> _Given passage_
- - - - -

Miller School Investigators Receive Grant Awards for Alzheimer’s Research and Treatment

The University of Miami Miller School of Medicine has been awarded more than $900,000 in grant awards from the Florida Department of Health to be used for projects supporting research leading to the prevention or cure of Alzheimer’s disease.

“On behalf of all University of Miami School of Medicine investigators, we would like to thank the Ed and Ethel Moore Alzheimer’s Disease Research Program for its support,” said David Loewenstein, Ph.D., Carlos Moraes, Ph.D., and Claes Wahlestedt, M.D., Ph.D., in a combined statement.

“This funding will support our work in identifying the earliest manifestations of Alzheimer’s disease through novel cognitive and neuroimaging modalities. We will also examine basic aspects of the disease through discovery of molecular biomarkers, studies of gene expression and possible drug treatments to address critical aspects of patient care.”

The grant awards are the result of the new $3 million initiative passed during the 2014 legislature and signed into law by Governor Rick Scott. Funding is provided through the Ed and Ethel Moore Alzheimer’s Disease Research Program that supports research for better prevention, diagnoses, treatments and cures for Alzheimer’s disease.

“Today is a great victory for the individuals and their families who are battling this terrible disease,” said Gov. Scott. “With our $3 million investment in Alzheimer’s prevention and treatment research, the awarded organizations can begin to provide hope for the many individuals and their families whose lives are affected by Alzheimer’s. We look forward to seeing the success of these projects and will continue to focus on enhancing Florida’s developing research community.”

- - - - -

> _Given information_

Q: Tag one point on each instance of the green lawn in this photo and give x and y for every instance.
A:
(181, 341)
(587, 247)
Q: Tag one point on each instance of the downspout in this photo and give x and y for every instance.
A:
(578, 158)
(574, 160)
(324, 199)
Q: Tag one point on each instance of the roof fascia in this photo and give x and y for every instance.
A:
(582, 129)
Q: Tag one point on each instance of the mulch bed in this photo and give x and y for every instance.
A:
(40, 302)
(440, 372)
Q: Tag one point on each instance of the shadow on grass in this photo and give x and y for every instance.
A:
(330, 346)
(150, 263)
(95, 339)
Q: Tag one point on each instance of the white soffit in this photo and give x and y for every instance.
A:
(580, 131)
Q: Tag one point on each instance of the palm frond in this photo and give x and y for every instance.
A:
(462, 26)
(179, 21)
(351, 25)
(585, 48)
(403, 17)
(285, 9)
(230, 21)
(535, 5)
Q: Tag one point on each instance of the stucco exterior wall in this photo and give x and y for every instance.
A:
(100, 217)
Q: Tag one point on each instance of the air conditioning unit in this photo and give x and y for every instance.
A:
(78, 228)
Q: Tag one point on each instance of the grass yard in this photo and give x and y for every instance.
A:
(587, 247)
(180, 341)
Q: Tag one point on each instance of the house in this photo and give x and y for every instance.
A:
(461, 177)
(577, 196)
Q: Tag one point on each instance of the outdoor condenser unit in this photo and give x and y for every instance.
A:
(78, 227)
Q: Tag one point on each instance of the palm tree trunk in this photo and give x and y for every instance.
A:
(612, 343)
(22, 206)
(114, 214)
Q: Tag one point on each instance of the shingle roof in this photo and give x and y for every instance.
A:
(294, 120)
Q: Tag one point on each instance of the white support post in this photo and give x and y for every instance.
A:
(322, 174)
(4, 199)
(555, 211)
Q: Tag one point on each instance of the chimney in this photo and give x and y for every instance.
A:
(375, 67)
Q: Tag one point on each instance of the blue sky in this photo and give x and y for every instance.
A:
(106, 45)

- - - - -

> _Exercises_
**a)** Please return the part of the grant article that opens with the words containing "Miller School Investigators" and closes with "of Alzheimer’s disease.", copied word for word.
**b)** Translate this sentence from the grant article into Spanish: "Funding is provided through the Ed and Ethel Moore Alzheimer’s Disease Research Program that supports research for better prevention, diagnoses, treatments and cures for Alzheimer’s disease."
The listing is separate material and is unrelated to the grant article.

> _Responses_
**a)**
Miller School Investigators Receive Grant Awards for Alzheimer’s Research and Treatment

The University of Miami Miller School of Medicine has been awarded more than $900,000 in grant awards from the Florida Department of Health to be used for projects supporting research leading to the prevention or cure of Alzheimer’s disease.

**b)** La financiación se otorga a través del Ed and Ethel Moore Alzheimer’s Disease Research Program, que apoya la investigación para una mejor prevención y mejores diagnósticos, tratamientos y curas para la enfermedad de Alzheimer.